─── KUTIPAN HALAMAN ───
Pantai tempat liburan berubah menjadi kuburan

Setelah sukses dengan “eksperimen” sebelumnya, “Air Terjun Pengantin” yang tembus angka fantastis lebih dari satu juta penonton di tahun 2009, lalu disusul dengan “Taring” di 2010 yang sama-sama mengedepankan horor dengan wanita-wanita seksi, Rizal tahun ini kembali dengan formula yang sama namun dikemas baru, well tentu saja kemasan yang dimaksud adalah unsur keseksian didalamnya dan sumber teror dari sosok monster berbeda, bukan lagi dedemit hutan Werenggini, melainkan sosok yang lebih kita kenal dengan sebutan Jenglot, semacam mumi citarasa lokal. “Jenglot Pantai Selatan” lucunya seperti sebuah jawaban Rizal untuk “Piranha 3D” hasil seduhan Alexandre Aja, banyak air, banyak wanita berbusana minim, banyak minuman, pesta, dan banyak kematian yang diakibatkan oleh makhluk bergigi tajam, sayangnya “Jenglot Pantai Selatan” tidak dirilis dalam bentuk 3 dimensi. Untuk urusan cerita, nama Alim Sudio lagi-lagi muncul setelah sebelumnya dia juga bekerja sama dengan Rizal di ATP dan Taring. Tidak heran jika nantinya “Jenglot Pantai Selatan” seperti gabungan antara dua film tersebut, bedanya yah lebih banyak keseksian yang diobral, apakah kalian siap berpesta?
───
▸ DAFTAR TUGAS
- a) Sebutkan semua judul film yang disebut dalam ulasan film Jenglot Pantai Selatan di atas.
- b) Teruskan ulasan film Jenglot Pantai Selatan di atas, mulai sesudah kalimat terakhirnya.
─── DAFTAR DATA ───
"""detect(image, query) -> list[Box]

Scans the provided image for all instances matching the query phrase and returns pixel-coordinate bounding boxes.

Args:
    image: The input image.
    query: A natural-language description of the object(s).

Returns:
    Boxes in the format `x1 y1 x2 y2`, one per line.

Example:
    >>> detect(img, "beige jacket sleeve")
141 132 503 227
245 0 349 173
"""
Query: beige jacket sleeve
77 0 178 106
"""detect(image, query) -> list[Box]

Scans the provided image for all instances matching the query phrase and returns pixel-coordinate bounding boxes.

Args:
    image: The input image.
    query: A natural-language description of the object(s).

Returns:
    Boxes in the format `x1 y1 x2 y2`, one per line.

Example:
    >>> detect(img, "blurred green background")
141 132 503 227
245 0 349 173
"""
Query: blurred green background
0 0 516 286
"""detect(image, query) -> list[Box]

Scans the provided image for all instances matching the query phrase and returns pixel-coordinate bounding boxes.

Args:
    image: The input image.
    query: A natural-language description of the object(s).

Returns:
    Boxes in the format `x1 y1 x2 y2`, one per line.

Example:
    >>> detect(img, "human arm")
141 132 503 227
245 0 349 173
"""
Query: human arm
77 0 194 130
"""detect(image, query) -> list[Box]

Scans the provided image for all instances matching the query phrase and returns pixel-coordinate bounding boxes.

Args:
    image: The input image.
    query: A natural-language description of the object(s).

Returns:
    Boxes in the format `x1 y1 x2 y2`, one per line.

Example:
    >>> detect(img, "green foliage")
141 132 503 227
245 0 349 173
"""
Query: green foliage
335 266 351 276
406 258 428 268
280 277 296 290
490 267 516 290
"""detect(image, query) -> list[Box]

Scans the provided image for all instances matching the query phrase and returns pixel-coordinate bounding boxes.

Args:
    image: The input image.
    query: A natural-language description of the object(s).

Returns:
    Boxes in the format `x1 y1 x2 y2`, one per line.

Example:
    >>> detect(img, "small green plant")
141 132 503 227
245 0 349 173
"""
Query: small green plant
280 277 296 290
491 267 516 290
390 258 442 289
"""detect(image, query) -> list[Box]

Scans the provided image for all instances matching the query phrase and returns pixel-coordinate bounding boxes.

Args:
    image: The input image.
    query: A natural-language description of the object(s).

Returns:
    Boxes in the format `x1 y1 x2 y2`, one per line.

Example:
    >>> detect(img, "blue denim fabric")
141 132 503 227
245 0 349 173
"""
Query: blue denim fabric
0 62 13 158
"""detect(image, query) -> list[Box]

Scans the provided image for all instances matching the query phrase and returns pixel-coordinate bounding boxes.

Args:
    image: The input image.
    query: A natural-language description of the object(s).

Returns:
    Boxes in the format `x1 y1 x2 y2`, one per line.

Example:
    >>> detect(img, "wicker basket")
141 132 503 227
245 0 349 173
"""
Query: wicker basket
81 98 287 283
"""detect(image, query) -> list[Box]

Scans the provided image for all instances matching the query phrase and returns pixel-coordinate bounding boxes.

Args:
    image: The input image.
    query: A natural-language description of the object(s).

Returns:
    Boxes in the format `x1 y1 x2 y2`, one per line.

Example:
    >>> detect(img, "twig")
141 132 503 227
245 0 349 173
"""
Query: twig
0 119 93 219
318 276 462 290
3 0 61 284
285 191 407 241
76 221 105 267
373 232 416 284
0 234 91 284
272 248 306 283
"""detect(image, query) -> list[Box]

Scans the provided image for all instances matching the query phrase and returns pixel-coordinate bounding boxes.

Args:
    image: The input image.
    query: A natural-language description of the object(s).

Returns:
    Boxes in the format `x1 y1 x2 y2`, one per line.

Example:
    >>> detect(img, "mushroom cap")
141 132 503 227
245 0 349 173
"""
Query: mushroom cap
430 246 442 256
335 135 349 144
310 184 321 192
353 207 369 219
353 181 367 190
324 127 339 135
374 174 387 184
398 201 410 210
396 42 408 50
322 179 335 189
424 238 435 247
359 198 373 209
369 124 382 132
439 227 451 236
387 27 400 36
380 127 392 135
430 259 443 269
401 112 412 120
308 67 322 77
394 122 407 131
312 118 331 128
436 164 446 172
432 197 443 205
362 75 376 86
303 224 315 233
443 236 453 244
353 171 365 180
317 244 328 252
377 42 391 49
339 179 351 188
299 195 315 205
───
▸ JAWABAN SETIAP TUGAS
- a)
- Air Terjun Pengantin
- Taring
- Jenglot Pantai Selatan
- Piranha 3D

- b)
“Jenglot Pantai Selatan”, untuk ke-seribu kalinya (tak apalah) dibuka dengan para anak muda penggila pesta yang berencana datang ke sebuah pantai perawan yang letaknya di selatan, untuk apalagi jika bukan menghadiri pesta paling gaul yang diadakan di pantai tersebut setiap tahunnya. Belum sampai 5 menit, film ini sepertinya sudah tidak tahan sendiri untuk “pamer” kebolehan bahasa tubuh yang dimiliki aktris-aktrisnya, sudahlah toh dari awal film ini memang dibuat seperti ini, justru jadi hambar jika minim adegan-adegan serba “terbuka” dan tidak penting, nikmati saja (lho?). Randy, Temmi, Denisa, dan Josh, serta adik Randy, Kemal, yang sudah dilarang ikut tapi menyusup dalam bagasi akhirnya sampai di pantai selatan tersebut. Di desa dekat pantai tersebut padahal tengah terjadi kehebohan dengan penemuan sosok berjuluk Jenglot, tapi pesta tetap berlanjut dan Randy dan kawan-kawan tidak peduli dengan berita tersebut. Ketidakpedulian orang-orang ternyata langsung memakan korban, Jenglot yang diklaim suka dengan daging ini mulai mencari mangsa. Jenglot ini termasuk monster yang tidak rakus ternyata, alih-alih datang langsung ke pesta yang dipenuhi manusia-manusia siap santap, Jenglot mengisi perutnya dengan satu dua cewek-cewek seksi tidak beruntung terlebih dahulu.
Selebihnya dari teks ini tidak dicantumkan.